EXERCISES TO COMPLETE –
- 1) In the article on biological control of weeds, rewrite the stretch from "Nari, Normal" through "get maximum output.", substituting "obstacles" for "impediments".
- 2) Continue the article on biological control of weeds from its last sentence.

PAGE EXCERPT –

○ ○ ○ ○ ○ ○ ○

Biological control of weeds

Nari, Normal
Source:

By ANNASTASIA KAWI and WAREA ORAPA

WEEDS cause serious obstructions to land use systems worldwide.
Many introduced weeds are serious impediments to agriculture productivity by causing significant production loss and threat to food security. These impediments pose immense challenges to farmers and other land users.
Managing these weeds is critical to get maximum output.
While plantation agriculture, and some subsistence or semi-subsistence farmers, generally use physical and chemical control measures to reduce the negative impacts of weeds in PNG, the use of bio-control methods have been significantly effective in managing some introduced and invasive weed species. Bio-control, or biological control, of weeds is defined as the use of host-specific natural enemies such as herbivorous insects and mites, or disease causing plant pathogens, to regulate weed population.
PNG agriculture is still reliable on manual labour for weeding.
Cultural methods are also used to suppress weeds.
The use of herbicide and manual means (such as hand-pulling) is practical only in very limited situations such as small subsistence food gardens.
In smallholder semi-subsistence farming situations, it becomes necessary to employ chemicals with large numbers of labour. These conventional methods of control are not practical as they are costly, time consuming and often labour intensive.

○ ○ ○ ○ ○ ○ ○

DATASET EXTRACT –
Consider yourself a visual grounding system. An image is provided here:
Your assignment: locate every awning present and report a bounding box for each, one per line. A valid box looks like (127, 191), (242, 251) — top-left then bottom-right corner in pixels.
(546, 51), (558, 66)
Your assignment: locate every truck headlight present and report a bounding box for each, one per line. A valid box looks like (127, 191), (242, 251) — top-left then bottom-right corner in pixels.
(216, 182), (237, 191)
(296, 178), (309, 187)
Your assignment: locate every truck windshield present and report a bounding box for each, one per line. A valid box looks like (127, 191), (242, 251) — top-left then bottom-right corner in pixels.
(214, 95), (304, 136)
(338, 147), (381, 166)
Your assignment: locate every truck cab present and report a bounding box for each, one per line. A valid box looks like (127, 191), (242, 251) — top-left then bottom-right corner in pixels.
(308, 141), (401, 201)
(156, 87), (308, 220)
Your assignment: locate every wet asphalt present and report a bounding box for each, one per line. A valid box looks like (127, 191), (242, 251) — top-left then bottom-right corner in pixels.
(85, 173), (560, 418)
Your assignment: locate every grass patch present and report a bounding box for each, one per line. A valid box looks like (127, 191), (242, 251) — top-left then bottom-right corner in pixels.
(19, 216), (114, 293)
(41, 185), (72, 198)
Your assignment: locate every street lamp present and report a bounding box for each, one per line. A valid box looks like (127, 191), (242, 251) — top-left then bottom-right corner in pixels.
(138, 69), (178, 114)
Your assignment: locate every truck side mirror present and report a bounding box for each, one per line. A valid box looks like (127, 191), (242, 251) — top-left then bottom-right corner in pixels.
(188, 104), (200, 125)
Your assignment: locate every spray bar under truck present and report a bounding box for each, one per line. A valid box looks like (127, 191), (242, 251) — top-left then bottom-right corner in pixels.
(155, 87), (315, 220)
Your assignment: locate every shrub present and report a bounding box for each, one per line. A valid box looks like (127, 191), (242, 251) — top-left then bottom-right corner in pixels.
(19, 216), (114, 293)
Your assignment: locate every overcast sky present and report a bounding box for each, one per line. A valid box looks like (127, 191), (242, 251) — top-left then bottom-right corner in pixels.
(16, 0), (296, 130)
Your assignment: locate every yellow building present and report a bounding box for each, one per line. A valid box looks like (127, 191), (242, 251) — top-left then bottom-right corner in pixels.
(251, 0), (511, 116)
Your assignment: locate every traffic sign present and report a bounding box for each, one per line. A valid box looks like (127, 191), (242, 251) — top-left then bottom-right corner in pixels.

○ ○ ○ ○ ○ ○ ○

RESULTS OF THE TASKS –
- 1)
Nari, Normal
Source:

By ANNASTASIA KAWI and WAREA ORAPA

WEEDS cause serious obstructions to land use systems worldwide.
Many introduced weeds are serious obstacles to agriculture productivity by causing significant production loss and threat to food security. These obstacles pose immense challenges to farmers and other land users.
Managing these weeds is critical to get maximum output.

- 2)
In natural systems where farming is not important, but weeds are a threat to ecosystems or the survival of important native species of fauna and flora, such control measures are not feasible at all.
Bio-control is seen as the only sustainable and cost-effective means to control introduced and invasive weeds, both in production areas (agricultural, forestry and fisheries) and natural areas (natural ecosystems such as rivers and rainforests).
Once released and established in an area, a bio-control agent can take between two and six years before the benefits are measured.
When it works,  bio-control is permanent, cheap and self sustaining – requiring very little or no intervention – in the long term as the weed and bio-control agent reach a point where they regulate each other’s population.
In PNG, 15 bio-control agents have been introduced for weed control compared to 42 species of parasitoids for insect pest control and four against snail pests.
Generally, weed bio-control has been more successful in terms of establishment and control of the target weeds compared to the effectiveness of bio-control agents used against arthropod pests and snails. The high level of success of weed bio-control maybe attributed to the fact that successful host-specificity research was done elsewhere before importing into PNG for local use. 
Some textbook examples of successful weed bio-control in PNG include the successful control of salvinia (salvinia molesta) and water hyacinth (eichhornia crassipes) in the Sepik River, the recent control of siam weed (chromolaena odorata) in New Ireland, West Sepik and East New Britain and the dramatic decline of the broomstick weed (sida ) in the Markham Valley and Central.
In the Sepik River case, almost 250sq km of water surface was covered with the floating fern salvinia, directly impacting the daily livelihoods of river dependent villagers in the late 1970s and early 1980s. People were not able to travel using canoes and even motorised boats suffered from continuous entangling of the outboard motor and heavy fuel consumption in heavily-infested situations.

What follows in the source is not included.